Reproduce every one of the entries below verbatim, character for character.

** Begin Input records **

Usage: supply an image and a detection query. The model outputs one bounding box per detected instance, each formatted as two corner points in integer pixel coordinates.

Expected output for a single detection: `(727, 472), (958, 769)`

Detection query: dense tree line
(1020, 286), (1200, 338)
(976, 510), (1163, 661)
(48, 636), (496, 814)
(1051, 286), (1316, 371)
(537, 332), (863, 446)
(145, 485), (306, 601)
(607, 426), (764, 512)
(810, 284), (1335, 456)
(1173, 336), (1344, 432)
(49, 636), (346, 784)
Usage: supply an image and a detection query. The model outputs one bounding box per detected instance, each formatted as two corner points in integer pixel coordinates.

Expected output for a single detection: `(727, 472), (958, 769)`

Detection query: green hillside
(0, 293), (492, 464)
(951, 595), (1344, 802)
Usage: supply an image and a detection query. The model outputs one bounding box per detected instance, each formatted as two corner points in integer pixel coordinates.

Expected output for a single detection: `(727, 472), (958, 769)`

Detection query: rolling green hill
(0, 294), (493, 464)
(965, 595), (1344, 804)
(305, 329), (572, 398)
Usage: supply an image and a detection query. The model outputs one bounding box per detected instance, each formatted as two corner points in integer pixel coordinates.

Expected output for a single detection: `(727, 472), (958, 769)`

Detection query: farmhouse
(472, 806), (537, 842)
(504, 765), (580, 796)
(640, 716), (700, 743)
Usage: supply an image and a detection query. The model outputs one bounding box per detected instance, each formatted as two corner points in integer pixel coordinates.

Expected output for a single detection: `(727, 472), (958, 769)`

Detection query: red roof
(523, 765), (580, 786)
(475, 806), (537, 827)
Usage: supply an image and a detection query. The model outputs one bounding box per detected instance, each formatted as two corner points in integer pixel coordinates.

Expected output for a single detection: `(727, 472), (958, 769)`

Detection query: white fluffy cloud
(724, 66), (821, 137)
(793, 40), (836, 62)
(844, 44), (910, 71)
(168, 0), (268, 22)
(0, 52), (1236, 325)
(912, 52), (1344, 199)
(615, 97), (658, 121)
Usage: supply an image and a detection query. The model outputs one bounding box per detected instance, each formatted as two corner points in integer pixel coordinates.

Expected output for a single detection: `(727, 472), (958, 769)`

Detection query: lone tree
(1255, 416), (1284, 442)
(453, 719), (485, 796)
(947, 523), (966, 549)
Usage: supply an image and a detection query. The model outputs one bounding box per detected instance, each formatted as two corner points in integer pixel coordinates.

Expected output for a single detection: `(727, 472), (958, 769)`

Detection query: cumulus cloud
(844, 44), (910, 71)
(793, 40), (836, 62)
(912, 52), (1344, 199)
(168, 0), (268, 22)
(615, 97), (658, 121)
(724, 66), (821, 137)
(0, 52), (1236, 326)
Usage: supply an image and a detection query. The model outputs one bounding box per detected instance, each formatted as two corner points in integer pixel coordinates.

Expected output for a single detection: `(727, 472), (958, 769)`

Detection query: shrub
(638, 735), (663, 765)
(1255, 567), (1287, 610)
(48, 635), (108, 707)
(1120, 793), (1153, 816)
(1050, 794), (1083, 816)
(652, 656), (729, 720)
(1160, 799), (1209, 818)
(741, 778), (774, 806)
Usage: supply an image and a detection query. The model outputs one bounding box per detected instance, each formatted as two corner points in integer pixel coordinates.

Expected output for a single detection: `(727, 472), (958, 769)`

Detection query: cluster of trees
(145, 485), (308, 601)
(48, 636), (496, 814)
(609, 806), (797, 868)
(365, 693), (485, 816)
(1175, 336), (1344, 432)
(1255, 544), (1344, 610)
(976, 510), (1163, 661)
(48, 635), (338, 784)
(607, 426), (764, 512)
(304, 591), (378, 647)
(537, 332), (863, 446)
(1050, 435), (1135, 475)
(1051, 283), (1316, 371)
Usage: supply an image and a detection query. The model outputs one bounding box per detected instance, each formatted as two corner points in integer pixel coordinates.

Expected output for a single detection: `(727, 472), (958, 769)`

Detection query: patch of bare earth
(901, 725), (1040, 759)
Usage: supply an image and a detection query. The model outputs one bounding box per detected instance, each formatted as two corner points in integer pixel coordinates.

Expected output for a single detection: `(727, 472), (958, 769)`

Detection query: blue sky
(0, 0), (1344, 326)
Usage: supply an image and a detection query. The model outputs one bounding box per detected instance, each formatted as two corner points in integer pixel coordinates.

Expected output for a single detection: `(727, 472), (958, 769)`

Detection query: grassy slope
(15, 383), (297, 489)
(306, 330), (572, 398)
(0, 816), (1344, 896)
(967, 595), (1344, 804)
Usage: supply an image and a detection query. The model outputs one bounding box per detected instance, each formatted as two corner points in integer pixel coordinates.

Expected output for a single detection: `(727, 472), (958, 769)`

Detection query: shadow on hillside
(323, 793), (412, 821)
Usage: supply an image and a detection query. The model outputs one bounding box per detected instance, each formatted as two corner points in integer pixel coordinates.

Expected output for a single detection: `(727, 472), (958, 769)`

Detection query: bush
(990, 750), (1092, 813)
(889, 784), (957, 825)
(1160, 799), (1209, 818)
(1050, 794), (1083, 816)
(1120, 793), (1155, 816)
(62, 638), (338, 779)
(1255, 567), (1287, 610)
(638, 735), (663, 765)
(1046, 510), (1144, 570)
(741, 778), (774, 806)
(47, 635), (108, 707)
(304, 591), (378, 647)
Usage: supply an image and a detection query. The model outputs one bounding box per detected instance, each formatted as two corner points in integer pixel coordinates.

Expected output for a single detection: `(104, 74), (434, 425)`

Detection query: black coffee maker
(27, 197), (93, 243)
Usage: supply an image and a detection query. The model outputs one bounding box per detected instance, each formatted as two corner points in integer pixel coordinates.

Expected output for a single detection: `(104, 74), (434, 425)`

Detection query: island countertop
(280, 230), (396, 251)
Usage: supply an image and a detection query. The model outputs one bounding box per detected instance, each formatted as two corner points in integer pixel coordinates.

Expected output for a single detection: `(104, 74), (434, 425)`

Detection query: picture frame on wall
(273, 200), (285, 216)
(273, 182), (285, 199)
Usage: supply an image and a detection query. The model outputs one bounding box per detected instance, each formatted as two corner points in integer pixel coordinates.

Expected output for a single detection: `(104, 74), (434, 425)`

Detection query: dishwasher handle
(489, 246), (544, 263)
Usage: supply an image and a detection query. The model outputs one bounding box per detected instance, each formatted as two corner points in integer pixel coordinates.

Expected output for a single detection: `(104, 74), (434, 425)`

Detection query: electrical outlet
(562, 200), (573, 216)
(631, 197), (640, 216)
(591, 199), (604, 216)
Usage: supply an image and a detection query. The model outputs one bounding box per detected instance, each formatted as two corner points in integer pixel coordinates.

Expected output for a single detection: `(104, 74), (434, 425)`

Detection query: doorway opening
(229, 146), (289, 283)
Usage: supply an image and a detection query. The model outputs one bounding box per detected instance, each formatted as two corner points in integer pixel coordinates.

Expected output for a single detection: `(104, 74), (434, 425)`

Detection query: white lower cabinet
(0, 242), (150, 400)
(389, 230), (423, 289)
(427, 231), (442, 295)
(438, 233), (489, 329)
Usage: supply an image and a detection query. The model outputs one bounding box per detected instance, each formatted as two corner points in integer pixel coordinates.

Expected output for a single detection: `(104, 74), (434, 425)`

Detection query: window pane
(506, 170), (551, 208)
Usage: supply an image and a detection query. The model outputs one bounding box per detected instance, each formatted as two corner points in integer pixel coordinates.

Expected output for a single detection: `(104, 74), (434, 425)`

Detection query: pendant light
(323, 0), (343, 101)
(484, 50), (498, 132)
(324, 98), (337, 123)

** End Input records **

_Written response_
Usage: supply an image and a detection query. The model outputs one bounding box per detected instance, each formatted as two corner points in integer pixel coordinates.

Expected output for a single detection: `(727, 472), (958, 769)`

Detection query: dense tree line
(1020, 286), (1200, 338)
(976, 510), (1163, 661)
(48, 636), (496, 814)
(1051, 286), (1316, 371)
(537, 332), (863, 446)
(145, 485), (306, 601)
(607, 426), (764, 512)
(810, 284), (1335, 456)
(1173, 336), (1344, 432)
(49, 636), (346, 784)
Usage: supply an image and a detection query. The model outputs one bounding box per detected instance, each formatted as two corner points in integer pixel coordinates.

Expected output for a single detection: `(727, 472), (958, 769)`

Detection query: green hillside
(0, 293), (492, 464)
(951, 595), (1344, 802)
Usage: supply an image and a detection query. The model outputs one bounding box per detected instance, each formatted as two corner points in integer pixel coordinates.

Expected output for a single detection: `(727, 472), (958, 769)`

Detection query: rolling green hill
(0, 294), (493, 464)
(965, 595), (1344, 804)
(305, 329), (572, 398)
Usage: supply an image and a detection query. The model outputs one bounding box per detected instance, each formatted as two corner points in integer pixel coordinates.

Expected output for a single detection: `(727, 472), (958, 769)`

Detection query: farmhouse
(472, 806), (537, 842)
(504, 765), (580, 796)
(640, 716), (700, 743)
Usage: supply an image and a detection query. The model outputs one bounding box per detected instance, each formatted as two corner points in integer pixel coordinates.

Expected output for a single detection: `(727, 472), (958, 769)`

Detection query: red roof
(523, 765), (580, 786)
(475, 806), (537, 827)
Usage: supply an image and a detection query. The model outputs one bounding box per detected instance, each formatted as two corner points in integer pixel coordinates.

Expected output for a single detection: `(727, 472), (958, 769)`

Detection query: white fluffy cloud
(724, 66), (821, 137)
(793, 40), (836, 62)
(844, 44), (910, 71)
(168, 0), (268, 22)
(0, 52), (1236, 325)
(912, 52), (1344, 199)
(615, 97), (658, 121)
Usage: supply an image and a detection query. The model outputs one bounding box per detected instance, each formatted as two corner points in integer pixel coordinates.

Expected output for a single detection: `(727, 472), (958, 769)`

Detection query: lone tree
(1255, 416), (1284, 442)
(453, 719), (485, 796)
(947, 523), (966, 549)
Usage: supply an image and a detection query. The model outputs one bounding box per detected instance, each formatted as two corner points in integer pixel coordinates.

Expected output for a single detection: `(727, 472), (958, 769)`

Detection query: cumulus cloud
(844, 44), (910, 71)
(793, 40), (836, 62)
(912, 52), (1344, 199)
(168, 0), (268, 22)
(615, 97), (658, 121)
(724, 66), (821, 137)
(0, 52), (1236, 326)
Usage: supply an image and a detection query. The model outputs one bounding box per detected instance, each formatted as two corner points in integer pixel coordinates.

Expected output for a single detection: `(727, 472), (958, 769)`

Detection query: shrub
(638, 735), (663, 765)
(1255, 567), (1287, 610)
(48, 635), (108, 707)
(1120, 793), (1153, 816)
(1050, 794), (1083, 816)
(652, 656), (729, 720)
(1160, 799), (1209, 818)
(741, 778), (774, 806)
Usage: supply an image and a detection query. The model outputs one bounding box per detected instance, each formatted as two corner points in integer pixel coordinates.

Expected output for a single detection: `(727, 472), (958, 769)`

Detection query: cluster of trees
(145, 485), (308, 601)
(48, 636), (496, 814)
(609, 806), (797, 868)
(365, 693), (485, 816)
(1175, 336), (1344, 432)
(1255, 544), (1344, 610)
(976, 510), (1163, 661)
(48, 635), (338, 784)
(607, 426), (764, 512)
(304, 591), (378, 647)
(537, 332), (863, 446)
(1050, 435), (1135, 475)
(1051, 283), (1316, 371)
Usage: supply an image and a detection query. The model outputs one bounding box per detected instance, each formatted as two corner points in integer pixel coordinates.

Expected output for a single detection: `(727, 472), (958, 769)`

Detection query: patch of bare earth
(901, 725), (1040, 759)
Usage: supply an image and a detection query. The model outputs one bounding box per detected instance, each formatted as two corner points in integer pixel coordinates.

Expected output for a single detection: `(727, 472), (958, 769)`

Detection query: blue sky
(0, 0), (1344, 326)
Usage: supply an image and a detection query. The model outputs one bounding box per detected instance, each formatted as two corner points in integer pixel coordinates.

Expected output for a single detection: `(727, 472), (958, 769)`

Detection query: grassy slope
(15, 383), (297, 489)
(306, 330), (572, 398)
(0, 816), (1344, 896)
(967, 595), (1344, 804)
Usage: supply an image and a detection query. The model outputs one bounding box per detected instance, each formatted as two corner points in integer pixel coordinates.

Expected output for a single detection: `(727, 472), (958, 769)`

Detection query: shadow on hillside
(323, 793), (412, 821)
Usage: supply an image and a detection query. The model outputs one bounding box per detected instance, each formatted as two corner points in integer pixel coordinates.

Expected output for a single detection: `(727, 472), (958, 769)`

Detection query: bush
(990, 750), (1092, 813)
(889, 784), (957, 825)
(1160, 799), (1209, 818)
(1050, 794), (1083, 816)
(1120, 793), (1155, 816)
(62, 638), (338, 779)
(1255, 567), (1287, 610)
(638, 735), (663, 765)
(1046, 510), (1144, 570)
(741, 778), (774, 806)
(47, 635), (108, 707)
(304, 591), (378, 647)
Usage: supply an image and a detection query. The model outputs one bounding box per detected instance, each formatted as two corner points in integer pixel coordinates.

Expected output for a single detection: `(104, 74), (434, 425)`

Detection query: black coffee maker
(27, 197), (93, 243)
Usage: supply an image and a detection query. The model outputs one bounding box per detected instance, each formatted as two corner points in integer pixel coordinates.

Expected output for a single detection: `(104, 74), (434, 425)`

Detection query: island countertop
(280, 230), (396, 251)
Usage: supply an image and a detection query. The model outputs one bounding box per detected instance, each formatted as two corner points in integer pixel coordinates.

Expected output for a single detection: `(104, 74), (434, 425)`

Detection query: picture frame on wall
(273, 200), (285, 216)
(273, 182), (285, 199)
Usage: supply an image and a detection query. The model outputs one bounding box per detected instance, each formatted as two corner points in integer pixel coordinates.

Expected output for a single detection: `(104, 74), (434, 425)`

Detection query: dishwasher handle
(489, 246), (544, 263)
Usage: supply an image and a detection query. The model outputs one bounding box per detected instance, each formatted as two corner points in integer pixel coordinates.

Expected output for a single detection: `(104, 74), (434, 425)`

Detection query: electrical outlet
(562, 200), (573, 216)
(631, 197), (640, 216)
(591, 199), (604, 216)
Usage: supply an image and a detection query. The model outputs one bounding box per detected instance, each formatted as two corner points in integer pixel coordinates.

Expected output for a single detection: `(104, 74), (434, 425)`

Detection query: doorway opening
(229, 146), (289, 283)
Usage: supply an image and a detection query. The model outputs one bounding box per detected instance, each formatted as two corner points in integer pixel coordinates.

Expected output for a single detection: `(104, 74), (434, 425)`

Detection query: white lower cabinet
(0, 242), (150, 400)
(389, 230), (423, 289)
(427, 231), (442, 295)
(438, 233), (489, 329)
Usage: supply an image and a detection query. The model outputs one bounding box per detected instance, each formatted as two corner points in integer pixel coordinates.

Expected output for a single detection: `(104, 74), (434, 425)`

Detection query: window pane
(506, 170), (551, 208)
Usage: supply an image and a detection query. The model outputs one bounding box per detected instance, each formatted as two corner points in integer pixel coordinates.

Expected output for a single detection: `(104, 74), (434, 425)`

Detection query: pendant light
(323, 0), (343, 101)
(484, 50), (498, 132)
(324, 98), (337, 123)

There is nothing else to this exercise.